◆ Try it:
Could you extend the opinion column on interrogation methods below, continuing from its last sentence about the suspects refusing to give interrogators their names, countries of origin or intentions?

◆ Exercise text:
╭──

Methods of interrogation must be debated

June 07, 2009|By LLOYD "PETE" WATERS

On Sept. 5, 2015, the world's nations were in great turmoil.

After years of fighting and attacking the U.S. interests around the world, there was increasing speculation that something very horrific was going to happen on America's soil.

Rumors had been circulating for some time that close descendants of Osama bin Laden's group, and other radical elements, had purchased a nuclear bomb of some sort from Korea.

When and how it might be detonated on U.S. soil remained a mystery, but intercepted radio transmissions showed a flurry of activity and decoded messages suggested that an attack on America was imminent.


Three individuals were apprehended and taken into custody by the FBI as they crossed a Canadian bridge with fake passports. Custody of these individuals would be transferred to the CIA.

While many Americans had for years raised the concern about the unauthorized entry across the Mexican border, six more suspicious people also were apprehended there and turned over to the FBI and then channeled to CIA operatives.

Nine foreign nationals were now in the custody of the CIA. All of the information received suggested a major and deadly event would occur. Many speculated it would happen on the anniversary of Sept. 11. Where the next attack was planned seemed uncertain, but New York and the nation's capital were likely targets.

As the questions were presented to those suspects in custody, they refused to cooperate with the interrogators. They would not provide their names, countries of origin or their intentions on U.S. soil.

╰──

◆ Data segment:
╭──

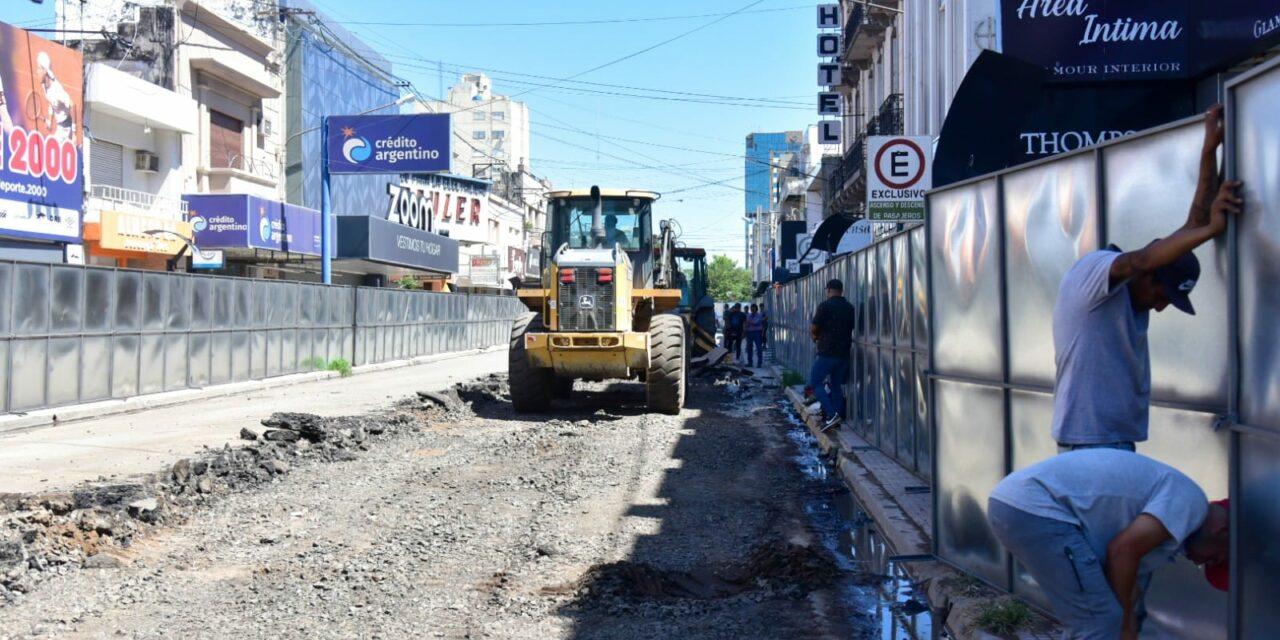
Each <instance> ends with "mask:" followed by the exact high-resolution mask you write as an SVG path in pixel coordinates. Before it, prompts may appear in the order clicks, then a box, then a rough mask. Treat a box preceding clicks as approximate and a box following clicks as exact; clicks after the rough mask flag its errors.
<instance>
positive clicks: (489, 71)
mask: <svg viewBox="0 0 1280 640" xmlns="http://www.w3.org/2000/svg"><path fill="white" fill-rule="evenodd" d="M387 56H388V58H398V59H403V60H413V63H421V64H413V63H407V61H401V63H397V64H398V65H401V67H407V68H410V69H420V70H429V72H434V70H436V65H438V64H439V65H443V67H448V68H449V70H453V72H460V70H461V72H463V73H466V72H486V73H492V74H494V78H498V79H502V81H503V82H512V83H516V82H522V83H524V84H534V86H538V87H549V86H554V84H538V83H534V82H527V81H518V79H511V78H509V77H517V78H535V79H545V81H556V82H561V83H563V82H566V79H564V78H553V77H550V76H539V74H534V73H521V72H512V70H506V69H495V68H492V67H471V65H462V64H456V63H447V61H443V60H430V59H428V58H422V56H419V55H403V54H387ZM567 82H570V83H572V84H586V86H591V87H607V88H620V90H627V91H648V92H653V93H666V95H672V96H690V97H701V99H708V100H722V101H726V102H762V104H771V105H783V106H796V108H805V109H808V108H812V105H809V102H801V101H796V100H783V99H778V97H756V96H724V95H718V93H700V92H695V91H676V90H666V88H652V87H636V86H631V84H613V83H608V82H589V81H580V79H570V81H567ZM561 88H564V90H575V91H581V92H588V93H590V92H593V91H590V90H586V88H580V87H570V86H562V87H561ZM595 92H596V93H603V95H622V96H631V93H609V92H604V91H595Z"/></svg>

╰──

◆ Answer for the task:
As the questioning continued for several days, some of the suspects begin to ask for representation. None of them would provide any information. They were given meals, showers and a place to sleep. They were permitted to keep their religious books.

The U.S. for the past six years did not use any methods of physical torture to coerce information from prisoners. They were stopped when the new president took office in 2009.

The CIA knew a calamity was about to occur, but had little ability to obtain the information from the alleged radicals.

Unknowingly, the CIA had apprehended nine members of four infiltrating cells on U.S. soil who were planning to set off dirty bombs simultaneously in New York, Washington and Los Angeles on the anniversary of Sept. 11 in the year 2015. Twenty other members were not apprehended and proceeding with the well-rehearsed attack.

Very soon, the plan would be implemented.

In CIA custody were two of the four ringleaders and coordinators who had all of the pertinent information regarding this major attack. They knew the entire plan, they knew the location of the dirty bombs and they knew the members of the four cells and each person's responsibility. All of this information was not recorded on paper, but was locked away in the memories of these two terrorists.

How could the CIA extract this information? Many years ago, the country had a great debate about acquiring information through means of torture they concluded were barbaric and unbecoming of a moral government. These tactics no longer existed.

In a few days, the remaining members of the radical cells still would be able to detonate the three dirty bombs in those large cities, with an estimated 3 million people potentially killed or injured.

On Sept. 11, 2015, a moral nation would survive, but millions of its citizens would be dead. Very soon, there would be another discussion about interrogation methods.